本日の福音書の箇所は、旧約聖書の預言が3つ成就したことについて述べています。そもそも、マタイ福音書の初めの部分というのは、預言の成就が多く記されていて、待降節第2主日に読まれた1章にはイザヤ7章のインマヌエル預言の成就がありました。来週の顕現主日に読まれる2章の初めには、マラキ5章のメシア到来の預言の成就があり、3章にはイザヤ40章の「荒野の叫び声」預言の成就など、旧約聖書の預言成就でひっきりなしです。
旧約聖書は難しい書物です。例えば、預言者の言葉を理解しようとする時、それが預言者の口から出た当時、どんな意図で述べられたのか、また当時の人々にどう理解されたのか、そういう歴史的理解をしようとすると、いろんな解釈や学説が出てきます。ところが、旧約聖書の神は実にイエス様をこの世に送られた同じ神であるということをしっかり踏まえて読めば、旧約聖書というのは、神がどんな方であるかを豊かに教えてくれる書物になります。それによれば、神とは御自分の意志を人間にはっきりお示しになられた方で、その意思にちゃんと聞き従うよう人間に求められる方である、それに反抗する者には容赦ない態度で臨む方であり、また、聞き従おうとするも外見上の見せかけはすぐ見抜ぬかれて忌み嫌われる方である、しかし、神の前で自分の非力さを認め悲しむ者には最大の憐れみをかけられる方である。そのような神が旧約聖書から浮かび上がってきます。天と地と人間を造られ、人間に命と人生を与えた神がどんな方であるかは、これからも説教等を通して学びを深めていきます。本説教では、まず、本日の福音書の箇所に出てくる3つの預言がどうイエス様にかかわっているのかを見ていきます。それから、これらの預言の成就が2000年後を生きる私たちにどんなかかわりがあるのかをみて、神の私たちに対する愛と恵みについて理解を深めていこうと思います。

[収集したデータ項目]
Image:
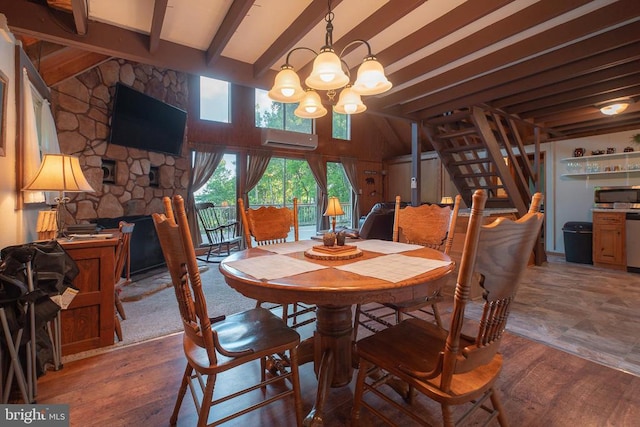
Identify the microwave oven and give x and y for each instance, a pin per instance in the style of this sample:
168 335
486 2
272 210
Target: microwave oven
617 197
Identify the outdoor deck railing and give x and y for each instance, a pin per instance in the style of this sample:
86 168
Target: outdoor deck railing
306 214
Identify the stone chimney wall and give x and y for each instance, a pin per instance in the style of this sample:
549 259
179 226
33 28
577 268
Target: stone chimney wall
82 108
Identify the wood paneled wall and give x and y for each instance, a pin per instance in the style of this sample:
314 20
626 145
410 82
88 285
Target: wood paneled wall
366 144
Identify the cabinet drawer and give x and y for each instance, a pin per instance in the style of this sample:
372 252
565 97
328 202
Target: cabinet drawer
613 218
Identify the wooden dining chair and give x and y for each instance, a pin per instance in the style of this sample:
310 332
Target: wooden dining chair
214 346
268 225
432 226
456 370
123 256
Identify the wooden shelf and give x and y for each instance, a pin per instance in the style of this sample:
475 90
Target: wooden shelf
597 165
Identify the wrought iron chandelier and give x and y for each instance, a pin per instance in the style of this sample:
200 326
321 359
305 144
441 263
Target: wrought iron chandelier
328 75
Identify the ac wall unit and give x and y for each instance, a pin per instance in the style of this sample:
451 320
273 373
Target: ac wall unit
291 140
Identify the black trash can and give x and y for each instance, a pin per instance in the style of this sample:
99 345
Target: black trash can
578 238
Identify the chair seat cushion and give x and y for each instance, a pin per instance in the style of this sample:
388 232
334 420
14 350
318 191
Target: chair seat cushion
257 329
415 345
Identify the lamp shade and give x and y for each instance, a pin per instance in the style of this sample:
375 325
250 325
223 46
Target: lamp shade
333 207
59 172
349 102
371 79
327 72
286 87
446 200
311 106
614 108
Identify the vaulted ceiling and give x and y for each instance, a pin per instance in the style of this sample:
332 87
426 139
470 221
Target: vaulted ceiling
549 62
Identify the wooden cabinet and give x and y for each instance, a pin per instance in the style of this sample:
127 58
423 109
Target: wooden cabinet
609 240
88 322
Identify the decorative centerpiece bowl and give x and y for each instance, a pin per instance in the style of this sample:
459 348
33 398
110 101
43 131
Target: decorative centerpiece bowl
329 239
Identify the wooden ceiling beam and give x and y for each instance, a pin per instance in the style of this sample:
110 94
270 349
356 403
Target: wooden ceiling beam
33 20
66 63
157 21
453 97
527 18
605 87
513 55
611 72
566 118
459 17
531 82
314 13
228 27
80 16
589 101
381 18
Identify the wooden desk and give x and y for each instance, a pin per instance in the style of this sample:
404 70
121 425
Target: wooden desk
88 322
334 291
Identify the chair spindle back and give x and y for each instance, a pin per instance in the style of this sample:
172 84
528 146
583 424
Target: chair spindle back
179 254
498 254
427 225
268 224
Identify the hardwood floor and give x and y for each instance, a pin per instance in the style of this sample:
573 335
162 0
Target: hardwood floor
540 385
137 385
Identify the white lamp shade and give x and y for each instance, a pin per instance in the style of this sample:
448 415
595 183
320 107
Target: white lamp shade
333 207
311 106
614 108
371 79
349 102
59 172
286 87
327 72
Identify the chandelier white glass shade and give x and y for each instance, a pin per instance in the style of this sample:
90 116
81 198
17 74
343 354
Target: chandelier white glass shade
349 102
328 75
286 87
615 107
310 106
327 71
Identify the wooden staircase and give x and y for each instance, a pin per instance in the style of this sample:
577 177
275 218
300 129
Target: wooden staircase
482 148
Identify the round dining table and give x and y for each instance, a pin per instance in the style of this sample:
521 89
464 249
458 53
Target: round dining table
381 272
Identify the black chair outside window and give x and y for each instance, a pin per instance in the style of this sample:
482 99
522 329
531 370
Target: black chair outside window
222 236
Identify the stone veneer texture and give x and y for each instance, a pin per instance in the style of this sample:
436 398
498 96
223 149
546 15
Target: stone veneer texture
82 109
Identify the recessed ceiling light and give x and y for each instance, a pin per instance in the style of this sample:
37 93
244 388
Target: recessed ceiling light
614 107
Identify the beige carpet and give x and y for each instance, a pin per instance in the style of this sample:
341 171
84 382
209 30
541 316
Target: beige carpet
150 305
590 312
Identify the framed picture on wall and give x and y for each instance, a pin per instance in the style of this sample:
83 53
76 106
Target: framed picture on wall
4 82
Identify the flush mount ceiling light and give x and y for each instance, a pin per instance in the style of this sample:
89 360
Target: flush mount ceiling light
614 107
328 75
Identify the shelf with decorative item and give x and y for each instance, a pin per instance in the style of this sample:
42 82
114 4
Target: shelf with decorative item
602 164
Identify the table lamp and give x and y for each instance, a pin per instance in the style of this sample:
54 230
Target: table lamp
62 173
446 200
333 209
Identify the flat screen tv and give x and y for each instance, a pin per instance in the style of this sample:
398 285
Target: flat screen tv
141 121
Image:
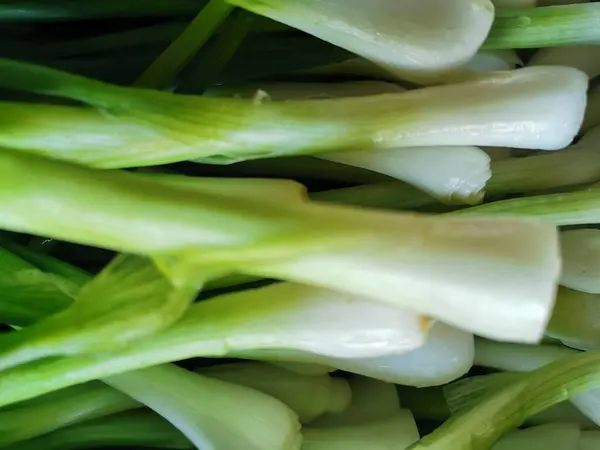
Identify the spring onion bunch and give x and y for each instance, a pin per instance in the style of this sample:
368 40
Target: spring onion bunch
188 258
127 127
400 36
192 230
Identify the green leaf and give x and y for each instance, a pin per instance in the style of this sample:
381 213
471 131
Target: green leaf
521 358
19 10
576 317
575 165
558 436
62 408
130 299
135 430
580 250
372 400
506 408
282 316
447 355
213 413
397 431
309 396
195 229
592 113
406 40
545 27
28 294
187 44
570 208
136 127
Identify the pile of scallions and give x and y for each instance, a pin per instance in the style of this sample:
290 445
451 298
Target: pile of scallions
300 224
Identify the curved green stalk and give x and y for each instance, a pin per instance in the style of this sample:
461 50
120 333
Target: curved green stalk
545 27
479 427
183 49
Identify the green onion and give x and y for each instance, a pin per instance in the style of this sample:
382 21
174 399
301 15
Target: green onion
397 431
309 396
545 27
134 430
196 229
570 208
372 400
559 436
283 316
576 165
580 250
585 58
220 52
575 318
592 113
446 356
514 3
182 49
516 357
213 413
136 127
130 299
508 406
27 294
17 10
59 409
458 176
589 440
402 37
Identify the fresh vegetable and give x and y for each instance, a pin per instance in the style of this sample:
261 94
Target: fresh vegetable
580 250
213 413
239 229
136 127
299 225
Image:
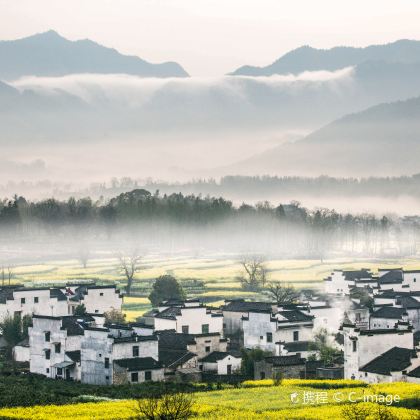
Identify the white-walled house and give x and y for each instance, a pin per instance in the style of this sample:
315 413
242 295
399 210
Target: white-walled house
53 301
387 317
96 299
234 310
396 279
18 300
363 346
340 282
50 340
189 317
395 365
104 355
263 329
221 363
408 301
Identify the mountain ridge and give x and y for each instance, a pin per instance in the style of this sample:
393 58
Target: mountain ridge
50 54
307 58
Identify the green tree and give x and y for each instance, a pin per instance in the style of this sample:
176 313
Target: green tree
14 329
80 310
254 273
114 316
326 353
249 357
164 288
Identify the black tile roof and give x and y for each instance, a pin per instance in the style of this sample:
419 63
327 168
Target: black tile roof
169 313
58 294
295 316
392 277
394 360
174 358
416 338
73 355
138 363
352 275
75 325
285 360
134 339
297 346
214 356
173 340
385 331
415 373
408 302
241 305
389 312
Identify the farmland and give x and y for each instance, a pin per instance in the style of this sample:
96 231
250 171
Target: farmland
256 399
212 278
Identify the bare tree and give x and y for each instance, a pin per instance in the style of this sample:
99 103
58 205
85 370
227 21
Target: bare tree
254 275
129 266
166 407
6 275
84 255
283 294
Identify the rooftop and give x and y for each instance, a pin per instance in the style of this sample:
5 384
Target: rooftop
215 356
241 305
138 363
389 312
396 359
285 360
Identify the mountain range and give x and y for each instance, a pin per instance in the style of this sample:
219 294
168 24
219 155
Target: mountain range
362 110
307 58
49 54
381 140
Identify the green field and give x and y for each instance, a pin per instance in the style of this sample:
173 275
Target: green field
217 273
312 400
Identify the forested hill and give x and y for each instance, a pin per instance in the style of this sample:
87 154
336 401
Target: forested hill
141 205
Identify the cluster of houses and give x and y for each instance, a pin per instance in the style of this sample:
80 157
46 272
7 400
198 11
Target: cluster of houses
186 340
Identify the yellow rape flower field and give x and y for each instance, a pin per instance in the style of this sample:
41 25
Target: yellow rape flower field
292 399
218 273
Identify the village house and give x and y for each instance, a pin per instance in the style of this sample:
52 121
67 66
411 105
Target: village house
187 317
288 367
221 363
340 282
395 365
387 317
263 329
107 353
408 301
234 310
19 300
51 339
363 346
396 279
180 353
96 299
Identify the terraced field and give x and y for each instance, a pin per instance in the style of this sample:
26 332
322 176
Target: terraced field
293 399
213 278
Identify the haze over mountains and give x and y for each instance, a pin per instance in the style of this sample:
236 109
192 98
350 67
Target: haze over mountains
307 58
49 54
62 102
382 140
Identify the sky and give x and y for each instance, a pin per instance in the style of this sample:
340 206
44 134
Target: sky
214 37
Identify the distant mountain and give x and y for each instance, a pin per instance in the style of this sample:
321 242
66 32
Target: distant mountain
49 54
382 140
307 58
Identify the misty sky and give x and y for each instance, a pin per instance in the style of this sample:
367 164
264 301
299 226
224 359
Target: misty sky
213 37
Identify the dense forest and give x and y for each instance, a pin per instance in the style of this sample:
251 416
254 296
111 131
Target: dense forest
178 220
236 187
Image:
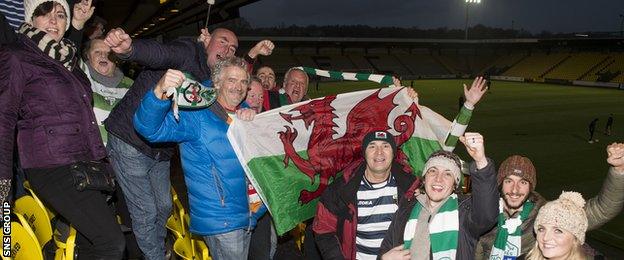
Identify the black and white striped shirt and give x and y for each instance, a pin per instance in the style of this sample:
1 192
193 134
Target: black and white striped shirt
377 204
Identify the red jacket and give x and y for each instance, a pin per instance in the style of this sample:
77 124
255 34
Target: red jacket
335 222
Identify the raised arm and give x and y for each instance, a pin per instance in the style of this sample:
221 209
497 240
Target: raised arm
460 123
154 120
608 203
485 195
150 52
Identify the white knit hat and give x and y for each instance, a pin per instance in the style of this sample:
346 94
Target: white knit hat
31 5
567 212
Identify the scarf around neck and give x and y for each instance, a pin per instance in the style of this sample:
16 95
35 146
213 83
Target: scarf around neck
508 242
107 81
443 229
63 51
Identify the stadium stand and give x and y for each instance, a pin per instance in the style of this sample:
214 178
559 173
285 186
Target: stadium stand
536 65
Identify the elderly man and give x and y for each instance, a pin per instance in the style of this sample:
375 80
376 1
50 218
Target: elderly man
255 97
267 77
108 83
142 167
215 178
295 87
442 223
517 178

**解くべき問題:**
[a] 説教の文章を、「本日の福音書の箇所は、旧約聖」から始めて「預言成就でひっきりなしです。」まで、「旧約聖書」を「ヘブライ語聖書」に置き換えて書き直しなさい。
[b] 説教の文章の続きを、最後の文の後から書き進めなさい。

**各問の解答:**
[a]
本日の福音書の箇所は、ヘブライ語聖書の預言が3つ成就したことについて述べています。そもそも、マタイ福音書の初めの部分というのは、預言の成就が多く記されていて、待降節第2主日に読まれた1章にはイザヤ7章のインマヌエル預言の成就がありました。来週の顕現主日に読まれる2章の初めには、マラキ5章のメシア到来の預言の成就があり、3章にはイザヤ40章の「荒野の叫び声」預言の成就など、ヘブライ語聖書の預言成就でひっきりなしです。

[b]
2.
まず、マタイ2章15節にある「わたしは、エジプトからわたしの子を呼び出した」という預言書の言葉について。これは、ホセア書11章1節にある神の言葉です。赤子のイエス様の命を狙ったヘロデ王が死んでヨセフの家族は避難先のエジプトから帰還できるようになった。それで、この預言の言葉はそのまま当てはまるように見えます。しかし、もっと深い意味があることにも注意する必要があります。ホセアはイエス様が生まれる700年以上も前にイスラエル北王国で活躍した預言者ですが、問題の11章1節の言葉は、文字通りに読むと遥か昔に起きたイスラエルの民の出エジプトの出来事を指しています。つまり、神はイスラエルの民を一括して「わたしの子」と呼び、それを奴隷の国エジプトから連れ出したということです。しかしながら、その民は約束の地に入った後は神を忘れ、神の意志に背くことを繰り返して滅びの道に進んでしまう。実際に、イスラエル北王国は紀元前722年に滅んでしまいました。ところが神は、民を見捨てることはできないと言い、諸国に散り散りになった民を再び一つにして復興させ、そして民自身は神の意志に従って歩むようになると言います。
一度滅んだ民の復興は、ホセアの時代には実現しませんでした。そのため、この「エジプトから呼び出す」という神の言葉は将来に起こる出来事を意味する、と理解されるようになります。そうなると、エジプトから子を連れ出すということは、過去の出エジプトの出来事を指す必要はなくなり、イスラエルの民の復興に先立つ出来事を指すようになります。さて、ホセアの700年後、イエス様を救世主と信じた人たちは、彼の十字架の死と復活こそ、神の民イスラエルを全く新しい仕方で復興させる神の業であったと理解しました。その人たちが、誕生間もないイエス様がエジプトに避難していたことがあると聞いて、あのホセアの言葉はこのことを指していたのだと理解したのであります。神の民の復興に先立つ神のひとり子のエジプトからの召還。まさにホセアの預言の成就なのであります。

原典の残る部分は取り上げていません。